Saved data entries
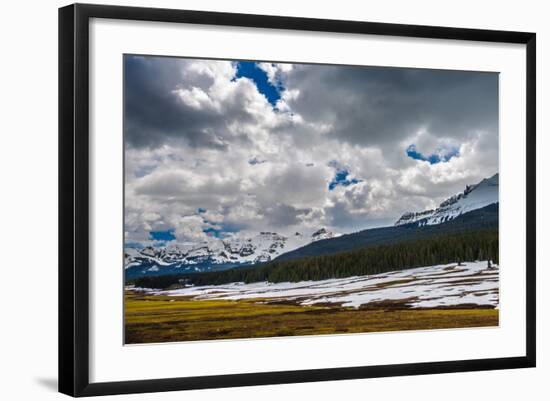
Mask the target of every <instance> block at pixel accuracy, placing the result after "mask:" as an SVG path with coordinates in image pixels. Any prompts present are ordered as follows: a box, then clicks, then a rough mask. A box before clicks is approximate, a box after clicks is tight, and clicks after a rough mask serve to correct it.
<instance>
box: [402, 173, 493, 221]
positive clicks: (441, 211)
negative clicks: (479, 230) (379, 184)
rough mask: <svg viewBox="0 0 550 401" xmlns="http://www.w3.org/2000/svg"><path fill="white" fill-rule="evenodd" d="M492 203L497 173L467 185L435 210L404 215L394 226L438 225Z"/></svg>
mask: <svg viewBox="0 0 550 401" xmlns="http://www.w3.org/2000/svg"><path fill="white" fill-rule="evenodd" d="M493 203H498V173H497V174H495V175H494V176H492V177H491V178H485V179H483V180H482V181H480V182H479V183H478V184H476V185H468V186H467V187H466V189H465V190H464V191H463V192H461V193H459V194H457V195H453V196H451V197H450V198H448V199H446V200H445V201H443V202H442V203H441V204H440V205H439V207H438V208H437V209H431V210H425V211H422V212H409V213H405V214H404V215H402V216H401V217H400V218H399V220H397V221H396V222H395V226H400V225H404V224H411V223H418V225H421V226H422V225H432V224H440V223H444V222H446V221H449V220H452V219H454V218H456V217H458V216H460V215H461V214H463V213H466V212H470V211H472V210H476V209H481V208H482V207H485V206H488V205H491V204H493Z"/></svg>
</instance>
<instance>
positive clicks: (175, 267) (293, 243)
mask: <svg viewBox="0 0 550 401" xmlns="http://www.w3.org/2000/svg"><path fill="white" fill-rule="evenodd" d="M336 236H337V234H334V233H332V232H331V231H328V230H327V229H325V228H321V229H319V230H317V231H315V232H314V233H313V234H311V236H308V235H303V234H301V233H299V232H296V233H295V234H293V235H290V236H284V235H281V234H278V233H275V232H270V231H263V232H260V233H259V234H257V235H255V236H252V237H250V238H232V239H221V238H211V239H209V240H207V241H204V242H200V243H194V244H174V245H168V246H165V247H152V246H148V247H145V248H142V249H137V248H126V249H125V250H124V267H125V272H126V276H127V278H129V277H135V276H141V275H157V274H168V273H174V272H183V271H187V272H201V271H212V270H220V269H221V270H223V269H227V268H231V267H236V266H246V265H251V264H256V263H264V262H269V261H270V260H273V259H275V258H276V257H277V256H279V255H281V254H283V253H285V252H289V251H291V250H293V249H296V248H299V247H302V246H304V245H307V244H309V243H311V242H315V241H319V240H325V239H330V238H334V237H336Z"/></svg>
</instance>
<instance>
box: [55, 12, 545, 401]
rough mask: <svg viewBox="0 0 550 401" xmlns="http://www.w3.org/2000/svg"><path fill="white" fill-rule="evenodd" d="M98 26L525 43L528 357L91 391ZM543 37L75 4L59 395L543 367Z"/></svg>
mask: <svg viewBox="0 0 550 401" xmlns="http://www.w3.org/2000/svg"><path fill="white" fill-rule="evenodd" d="M91 18H107V19H119V20H140V21H160V22H174V23H188V24H189V23H191V24H205V25H218V26H239V27H249V28H274V29H285V30H303V31H323V32H337V33H346V34H370V35H386V36H402V37H415V38H437V39H450V40H468V41H484V42H501V43H516V44H524V45H526V60H525V61H526V68H527V70H526V72H527V73H526V79H527V82H526V88H527V90H526V104H527V109H526V113H527V114H526V121H527V125H526V134H527V135H526V138H525V140H526V150H527V177H526V179H527V181H526V185H527V194H526V196H527V198H526V201H527V210H526V216H527V219H526V229H527V231H526V232H527V238H526V240H527V242H526V246H527V259H526V272H527V273H526V274H527V277H526V283H527V285H526V289H525V290H526V300H527V302H526V308H527V310H526V316H527V324H526V327H525V333H526V340H527V341H526V353H525V355H524V356H519V357H507V358H495V359H476V360H455V361H444V362H428V363H407V364H397V365H382V366H353V367H345V368H330V369H313V370H297V371H283V372H261V373H247V374H229V375H217V376H198V377H182V378H167V379H154V380H135V381H122V382H103V383H90V380H89V334H88V329H89V319H88V318H89V312H88V311H89V290H88V284H89V265H88V260H89V259H88V257H89V251H88V245H89V231H88V229H89V222H88V219H89V194H90V188H89V181H88V173H89V145H88V139H89V132H88V123H89V116H88V110H89V108H88V107H89V105H88V95H89V78H88V76H89V75H88V61H89V36H88V35H89V32H88V29H89V21H90V19H91ZM535 48H536V35H535V33H527V32H509V31H494V30H479V29H463V28H448V27H435V26H418V25H401V24H387V23H373V22H359V21H339V20H326V19H310V18H295V17H280V16H266V15H245V14H232V13H219V12H202V11H184V10H171V9H155V8H137V7H120V6H105V5H87V4H74V5H69V6H66V7H63V8H60V9H59V391H60V392H62V393H65V394H68V395H71V396H95V395H107V394H124V393H142V392H160V391H173V390H188V389H204V388H219V387H237V386H252V385H265V384H281V383H295V382H316V381H325V380H346V379H362V378H373V377H386V376H400V375H421V374H433V373H449V372H464V371H481V370H493V369H513V368H527V367H534V366H535V361H536V358H535V349H536V337H535V331H536V330H535V327H536V326H535V324H536V320H535V299H536V294H535V276H536V271H535V269H536V267H535V266H536V263H535V262H536V260H535V254H536V253H535V243H536V242H535V235H536V227H535V224H536V216H535V213H536V204H535V193H536V192H535V191H536V190H535V164H536V162H535V120H536V114H535V113H536V111H535V110H536V107H535V101H536V70H535V65H536V50H535Z"/></svg>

_ASSIGNMENT_
Put the lines of the entries above, from the start through the line that contains "negative clicks: (479, 230) (379, 184)", into a numbered list, leaving out blank lines and any pictures.

_SOLUTION FOR THIS EXERCISE_
1. Mask the target of every <instance> block at pixel accuracy, placing the result after "mask:" as an SVG path with coordinates in image pixels. Any prompts present are ordered as follows: a box, then clicks, then a rough mask. A box before clicks is approximate, a box after clicks is tight, and clicks after a rough mask serve to correct it.
2. <instance>
3. box: [402, 173, 493, 221]
4. positive clicks: (441, 211)
5. negative clicks: (479, 230) (379, 184)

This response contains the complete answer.